■ Work instructions:
Copy out every line in the items below that contains the string "positive". Case counts.
=== Records shown ===
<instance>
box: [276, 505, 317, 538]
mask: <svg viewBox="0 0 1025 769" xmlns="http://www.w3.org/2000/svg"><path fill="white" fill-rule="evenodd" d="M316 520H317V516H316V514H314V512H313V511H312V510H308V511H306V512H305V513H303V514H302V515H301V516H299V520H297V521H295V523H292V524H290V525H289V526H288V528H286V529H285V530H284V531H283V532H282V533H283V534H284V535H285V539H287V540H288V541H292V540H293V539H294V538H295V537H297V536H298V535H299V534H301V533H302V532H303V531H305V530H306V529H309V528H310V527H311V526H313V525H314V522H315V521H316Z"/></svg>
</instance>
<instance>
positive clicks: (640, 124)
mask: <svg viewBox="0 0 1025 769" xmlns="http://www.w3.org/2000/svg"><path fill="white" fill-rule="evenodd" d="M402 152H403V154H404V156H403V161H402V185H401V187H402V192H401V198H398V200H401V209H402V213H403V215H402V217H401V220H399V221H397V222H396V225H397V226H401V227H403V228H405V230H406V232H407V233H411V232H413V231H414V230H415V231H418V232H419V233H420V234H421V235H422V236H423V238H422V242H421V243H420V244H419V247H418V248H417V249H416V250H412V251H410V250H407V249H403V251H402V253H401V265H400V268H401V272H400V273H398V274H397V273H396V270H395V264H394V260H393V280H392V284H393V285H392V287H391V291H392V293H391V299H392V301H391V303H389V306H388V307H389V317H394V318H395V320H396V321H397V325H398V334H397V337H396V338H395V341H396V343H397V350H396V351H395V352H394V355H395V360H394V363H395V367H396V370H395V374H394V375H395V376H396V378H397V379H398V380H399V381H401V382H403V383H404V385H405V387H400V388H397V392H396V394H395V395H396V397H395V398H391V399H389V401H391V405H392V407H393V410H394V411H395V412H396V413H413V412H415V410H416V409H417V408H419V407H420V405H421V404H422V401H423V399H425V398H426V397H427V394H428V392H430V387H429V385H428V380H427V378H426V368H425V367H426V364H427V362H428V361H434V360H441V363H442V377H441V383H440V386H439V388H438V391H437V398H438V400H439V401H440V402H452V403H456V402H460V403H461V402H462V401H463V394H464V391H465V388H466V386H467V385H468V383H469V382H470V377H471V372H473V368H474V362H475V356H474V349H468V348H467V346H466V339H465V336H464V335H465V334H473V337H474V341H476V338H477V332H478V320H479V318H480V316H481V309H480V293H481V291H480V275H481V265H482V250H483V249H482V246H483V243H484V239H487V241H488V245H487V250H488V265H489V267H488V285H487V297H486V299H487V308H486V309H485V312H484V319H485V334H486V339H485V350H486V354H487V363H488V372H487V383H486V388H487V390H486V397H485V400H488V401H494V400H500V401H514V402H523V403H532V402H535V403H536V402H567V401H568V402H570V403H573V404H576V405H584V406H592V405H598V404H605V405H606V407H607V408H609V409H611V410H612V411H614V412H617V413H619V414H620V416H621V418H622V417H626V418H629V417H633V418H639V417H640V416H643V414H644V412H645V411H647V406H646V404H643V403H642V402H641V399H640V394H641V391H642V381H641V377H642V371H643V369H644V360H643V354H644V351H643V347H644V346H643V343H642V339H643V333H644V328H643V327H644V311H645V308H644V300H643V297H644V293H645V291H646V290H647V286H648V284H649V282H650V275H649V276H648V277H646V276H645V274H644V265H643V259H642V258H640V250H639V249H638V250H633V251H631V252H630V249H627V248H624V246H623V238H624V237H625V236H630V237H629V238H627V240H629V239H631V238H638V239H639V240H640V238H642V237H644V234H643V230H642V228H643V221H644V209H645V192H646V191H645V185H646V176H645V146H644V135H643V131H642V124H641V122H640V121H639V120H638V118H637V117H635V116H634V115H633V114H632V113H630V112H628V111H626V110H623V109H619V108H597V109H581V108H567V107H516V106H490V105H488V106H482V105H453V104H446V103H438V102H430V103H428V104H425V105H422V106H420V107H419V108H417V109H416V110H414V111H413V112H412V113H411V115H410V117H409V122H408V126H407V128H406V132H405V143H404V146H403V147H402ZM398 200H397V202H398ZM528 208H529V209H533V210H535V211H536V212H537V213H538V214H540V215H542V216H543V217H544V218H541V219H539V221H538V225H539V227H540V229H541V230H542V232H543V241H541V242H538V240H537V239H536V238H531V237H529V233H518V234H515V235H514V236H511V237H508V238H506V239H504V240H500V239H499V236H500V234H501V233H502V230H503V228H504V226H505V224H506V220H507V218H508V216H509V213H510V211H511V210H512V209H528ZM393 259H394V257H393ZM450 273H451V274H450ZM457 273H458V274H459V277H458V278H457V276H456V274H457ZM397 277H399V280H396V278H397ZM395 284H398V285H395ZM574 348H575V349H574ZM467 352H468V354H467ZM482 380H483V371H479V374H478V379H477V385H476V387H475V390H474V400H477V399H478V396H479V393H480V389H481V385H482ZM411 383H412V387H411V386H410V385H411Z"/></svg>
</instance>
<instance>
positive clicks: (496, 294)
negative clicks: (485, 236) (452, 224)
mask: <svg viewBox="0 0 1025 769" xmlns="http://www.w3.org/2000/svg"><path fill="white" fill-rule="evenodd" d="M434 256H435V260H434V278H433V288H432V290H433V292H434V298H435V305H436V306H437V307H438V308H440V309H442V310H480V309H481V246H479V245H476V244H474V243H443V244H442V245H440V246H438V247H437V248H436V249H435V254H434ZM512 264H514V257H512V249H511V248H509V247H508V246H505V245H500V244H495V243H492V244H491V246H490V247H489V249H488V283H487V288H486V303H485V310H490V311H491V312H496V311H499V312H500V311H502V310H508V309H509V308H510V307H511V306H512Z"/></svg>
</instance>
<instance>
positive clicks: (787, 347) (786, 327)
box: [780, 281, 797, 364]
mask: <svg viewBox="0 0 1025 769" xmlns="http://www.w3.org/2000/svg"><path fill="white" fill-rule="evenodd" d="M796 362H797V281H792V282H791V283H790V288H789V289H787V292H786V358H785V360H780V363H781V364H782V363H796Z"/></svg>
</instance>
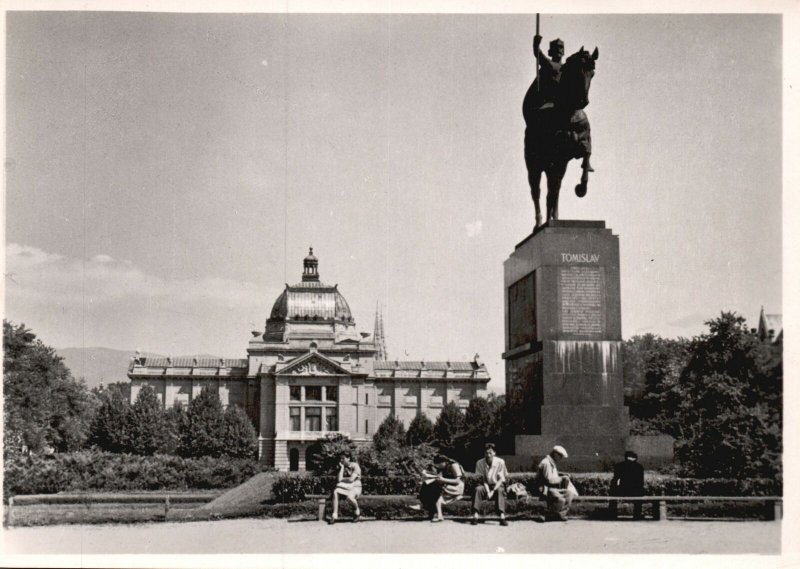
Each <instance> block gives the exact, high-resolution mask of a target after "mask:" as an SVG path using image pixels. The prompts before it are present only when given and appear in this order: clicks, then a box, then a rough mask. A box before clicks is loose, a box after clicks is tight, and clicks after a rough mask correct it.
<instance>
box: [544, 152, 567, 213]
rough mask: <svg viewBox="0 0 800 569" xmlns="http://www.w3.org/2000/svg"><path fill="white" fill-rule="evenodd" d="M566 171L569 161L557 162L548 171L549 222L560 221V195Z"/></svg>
mask: <svg viewBox="0 0 800 569" xmlns="http://www.w3.org/2000/svg"><path fill="white" fill-rule="evenodd" d="M566 171H567V161H564V162H563V163H562V162H556V163H555V164H553V165H552V166H551V167H550V168H548V170H547V221H550V220H551V219H558V195H559V193H560V192H561V180H563V179H564V174H565V173H566Z"/></svg>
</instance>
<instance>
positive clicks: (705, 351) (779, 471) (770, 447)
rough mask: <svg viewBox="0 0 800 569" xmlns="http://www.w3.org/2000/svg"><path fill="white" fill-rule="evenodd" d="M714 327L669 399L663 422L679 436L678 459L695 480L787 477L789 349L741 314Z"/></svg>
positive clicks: (708, 333)
mask: <svg viewBox="0 0 800 569" xmlns="http://www.w3.org/2000/svg"><path fill="white" fill-rule="evenodd" d="M706 324H707V325H708V327H709V332H708V333H707V334H702V335H701V336H699V337H697V338H695V339H694V341H693V342H692V346H691V357H690V359H689V362H688V363H687V365H686V367H685V369H684V370H683V372H682V373H681V374H680V377H679V380H678V381H677V382H675V383H674V384H672V385H670V386H669V388H668V389H667V390H665V391H664V392H663V393H662V395H661V400H662V401H663V402H664V410H663V411H661V412H660V414H659V418H660V419H661V420H662V424H663V425H664V427H665V429H666V431H667V432H668V433H669V434H671V435H672V436H674V437H675V438H676V439H677V441H676V454H677V456H678V458H679V459H680V460H681V463H682V464H683V465H684V466H685V467H686V468H687V469H688V470H689V472H690V473H692V474H694V475H695V476H728V477H742V476H776V475H780V473H781V459H780V457H781V452H782V436H781V430H782V382H783V361H782V353H781V350H780V349H779V348H775V347H774V346H771V345H769V344H764V343H762V342H760V341H759V340H758V338H757V337H756V335H755V334H753V333H752V332H751V331H749V330H748V329H747V327H746V325H745V320H744V318H742V317H741V316H738V315H736V314H735V313H732V312H723V313H722V314H721V315H720V316H719V317H718V318H715V319H713V320H709V321H707V322H706ZM667 414H670V416H666V415H667Z"/></svg>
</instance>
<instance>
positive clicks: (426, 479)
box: [419, 454, 464, 522]
mask: <svg viewBox="0 0 800 569" xmlns="http://www.w3.org/2000/svg"><path fill="white" fill-rule="evenodd" d="M433 463H434V469H433V470H432V471H423V473H422V475H423V478H424V479H423V481H422V488H420V492H419V501H420V502H422V506H423V507H424V508H425V510H426V511H427V512H428V515H429V516H430V520H431V521H432V522H441V521H442V520H443V519H444V517H443V516H442V505H443V504H449V503H451V502H455V501H456V500H458V499H459V498H461V496H463V495H464V469H463V468H461V465H460V464H458V463H457V462H456V461H455V460H453V459H452V458H449V457H447V456H444V455H441V454H440V455H437V456H436V458H435V459H434V461H433Z"/></svg>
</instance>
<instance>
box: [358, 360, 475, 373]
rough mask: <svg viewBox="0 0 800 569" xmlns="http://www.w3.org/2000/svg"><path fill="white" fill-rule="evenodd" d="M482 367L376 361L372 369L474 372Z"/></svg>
mask: <svg viewBox="0 0 800 569" xmlns="http://www.w3.org/2000/svg"><path fill="white" fill-rule="evenodd" d="M481 367H482V366H479V365H477V364H476V363H475V362H423V361H399V360H383V361H381V360H377V361H376V362H375V364H374V368H375V369H376V370H378V369H390V370H398V369H403V370H416V371H421V370H423V369H428V370H443V371H444V370H448V369H450V370H453V371H474V370H476V369H480V368H481Z"/></svg>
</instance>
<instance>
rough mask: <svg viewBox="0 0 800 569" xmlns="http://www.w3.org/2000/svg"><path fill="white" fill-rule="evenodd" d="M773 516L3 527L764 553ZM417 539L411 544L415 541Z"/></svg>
mask: <svg viewBox="0 0 800 569" xmlns="http://www.w3.org/2000/svg"><path fill="white" fill-rule="evenodd" d="M780 528H781V524H780V523H774V522H763V521H757V522H712V521H669V522H666V523H658V522H630V521H618V522H605V521H587V520H573V521H570V522H569V523H567V524H558V523H551V524H537V523H535V522H531V521H517V522H512V523H511V524H510V525H509V527H505V528H504V527H500V526H499V525H498V524H497V522H487V523H485V524H481V525H478V526H475V527H473V526H470V525H469V524H466V523H461V522H458V521H452V520H448V521H445V522H443V523H439V524H430V523H428V522H402V521H393V522H387V521H364V522H362V523H360V524H358V525H353V524H351V523H346V522H342V523H339V524H337V525H335V526H328V525H327V524H323V523H320V522H316V521H314V522H311V521H301V522H289V521H286V520H277V519H238V520H223V521H216V522H191V523H152V524H137V525H106V526H86V525H74V526H70V525H66V526H50V527H41V528H12V529H10V530H5V531H4V532H3V549H4V552H5V553H6V554H26V553H39V554H48V553H59V554H84V555H85V554H100V553H152V554H156V553H443V552H452V553H725V554H732V553H766V554H777V553H779V552H780V540H781V532H780ZM409 544H413V546H409Z"/></svg>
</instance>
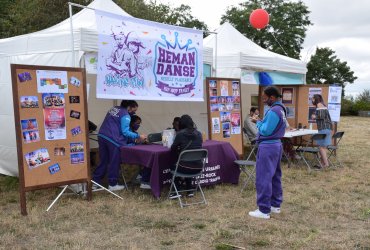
===
■ Finished exercise:
positive clicks: (640, 124)
positive clicks: (496, 294)
positive clicks: (787, 347) (786, 327)
positive clicks: (705, 351) (779, 471) (770, 447)
positive clicks: (708, 333)
positive clicks: (426, 479)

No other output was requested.